### [Passage given]
Goen 12:31am, 9 July 2010
I was wondering how people are stabilizing their tripods on rocky ground for long exposures (8 to 60 sec)? I hang my camera bag from the tripod swivel with carabeamers but it's not really sharp. Anyone have a favorite tip? weights, aluminium tripod, carbon fiber tripod, wooden tripod?
faint form [deleted] 9 years ago
I have a nylon bag with drawstring that I keep rolled up in my camera bag. Fill it with rocks or whatever I can find when necessary and hang it from the tripod. Need long draw string to keep the center of gravity low.
W9JIM 9 years ago
My tripod came with a sack, but I've never used it.
whatadqr Posted 9 years ago. Edited by whatadqr (member) 9 years ago
I hang my backpack off of it.
Stabilizes the tripod and gives my back a break at the same time.

;¬)
curious tray [deleted] 9 years ago
The tripod is the least of my problems in the wind. When the wind starts blowing very much, it makes the bellows shake and everything just goes to heck. The camera could be mounted to a block of concrete and it wouldn't make any difference.

So when it gets that windy, I put my tripod under the table of the pub where I'm having a frothy quaff. Works every time; that tripod never wiggles.
Retinal Fetish 9 years ago
If the wind is bad enough I will lower the neck, then secure the camera and tripod straps so they don't move around and possibly shake the tripod. If I happen to have a full accessory bag with me it might get hung from the hook.

I like the empty nylon bag tip... light, compact, and uses weight found on-site. Is there any specific place you found it at?
Will-Rogers-UK 9 years ago
I tried hanging my camera bag from the tripod, but it just sung in the breeze...

but I was wondering about tying the tripod down...
you can get corkscrew like things to screw in the ground to tie you dog to.. maybe tie your tripod hook to it?? might work.. and you can screw it into the ground to increase the tension....

will try it tonight...
Dan Bachmann 9 years ago
My tripod weighs a ton (it was made of steel and can support a medium/large format film camera). The only time I'm glad I haven't moved to a light weight one is when I'm out in the wind.

I also never use the center column.
Goen 9 years ago
Wayne Stevenson 9 years ago
My video tripod which I use for my 4x5 has a hook on the center column for added weight. However, the head is rather floppy when I get any wind which makes long exposures useless. I have been meaning to remove it and make something more stable.

The tripod I use for my 8x10 isn't moving. And my camera weighs 55lbs with glass. Unless my bellows is acting like a sail in really strong winds.... I suppose if needed to, I could use a large two person umbrella to block the wind.
Gareth Harper 9 years ago
I hang onto it. Just grab by the collar and push down.
Sam Newman 9 years ago
Hanging a camera bag from the tripod makes a lot of sense. My Gitzo has a retractable hook for just such a reason (it'll happily take my fully-laden bag).

One thing you shouldn't discount though is the tripod/head combination. If you're anywhere near the limit of gear recommended for your setup, you may need some better legs - the cheaper the legs, the less stable they may be.

[Lines from a data source]
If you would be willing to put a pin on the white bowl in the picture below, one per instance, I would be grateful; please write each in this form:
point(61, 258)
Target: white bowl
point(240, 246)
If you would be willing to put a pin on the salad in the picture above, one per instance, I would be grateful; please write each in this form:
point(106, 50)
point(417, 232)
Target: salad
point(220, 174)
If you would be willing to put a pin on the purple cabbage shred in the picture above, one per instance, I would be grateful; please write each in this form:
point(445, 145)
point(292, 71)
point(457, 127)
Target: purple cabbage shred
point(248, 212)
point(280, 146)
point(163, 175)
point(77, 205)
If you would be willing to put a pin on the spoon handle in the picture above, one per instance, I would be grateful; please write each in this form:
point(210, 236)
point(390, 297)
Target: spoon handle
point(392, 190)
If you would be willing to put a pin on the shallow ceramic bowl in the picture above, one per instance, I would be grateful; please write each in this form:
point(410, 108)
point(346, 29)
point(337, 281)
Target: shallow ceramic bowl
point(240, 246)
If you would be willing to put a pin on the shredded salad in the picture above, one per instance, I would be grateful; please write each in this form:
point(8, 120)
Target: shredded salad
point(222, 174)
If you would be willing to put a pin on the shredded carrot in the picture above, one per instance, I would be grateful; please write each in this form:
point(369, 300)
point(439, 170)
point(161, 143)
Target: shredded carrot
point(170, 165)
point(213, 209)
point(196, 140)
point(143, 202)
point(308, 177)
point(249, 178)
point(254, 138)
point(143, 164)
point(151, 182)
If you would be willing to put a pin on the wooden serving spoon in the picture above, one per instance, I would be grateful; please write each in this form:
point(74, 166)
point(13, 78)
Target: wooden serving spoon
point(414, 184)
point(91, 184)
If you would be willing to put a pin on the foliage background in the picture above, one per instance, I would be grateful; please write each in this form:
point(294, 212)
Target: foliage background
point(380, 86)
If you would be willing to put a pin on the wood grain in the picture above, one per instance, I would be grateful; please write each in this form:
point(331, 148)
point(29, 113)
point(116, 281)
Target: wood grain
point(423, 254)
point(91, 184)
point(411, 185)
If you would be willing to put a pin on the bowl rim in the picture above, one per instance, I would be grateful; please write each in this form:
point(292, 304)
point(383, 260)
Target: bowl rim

### [Exercises to complete]
**1)** Condense the paragraph of the tripod discussion that opens with "The tripod is the least of my problems in the wind" into a short bulleted list that keeps its main facts.
**2)** Echo a span of the tripod discussion word for word: begin at the words "whatadqr Posted 9" and stop after the words "tripod never wiggles.".
Nothing in these lines is required for the work.

### [Exercise results]
**1)**
- In wind, the tripod is not the main issue.
- Strong wind makes the bellows shake, which ruins the shot.
- Mounting the camera on a block of concrete would not help.

**2)**
whatadqr Posted 9 years ago. Edited by whatadqr (member) 9 years ago
I hang my backpack off of it.
Stabilizes the tripod and gives my back a break at the same time.

;¬)
curious tray [deleted] 9 years ago
The tripod is the least of my problems in the wind. When the wind starts blowing very much, it makes the bellows shake and everything just goes to heck. The camera could be mounted to a block of concrete and it wouldn't make any difference.

So when it gets that windy, I put my tripod under the table of the pub where I'm having a frothy quaff. Works every time; that tripod never wiggles.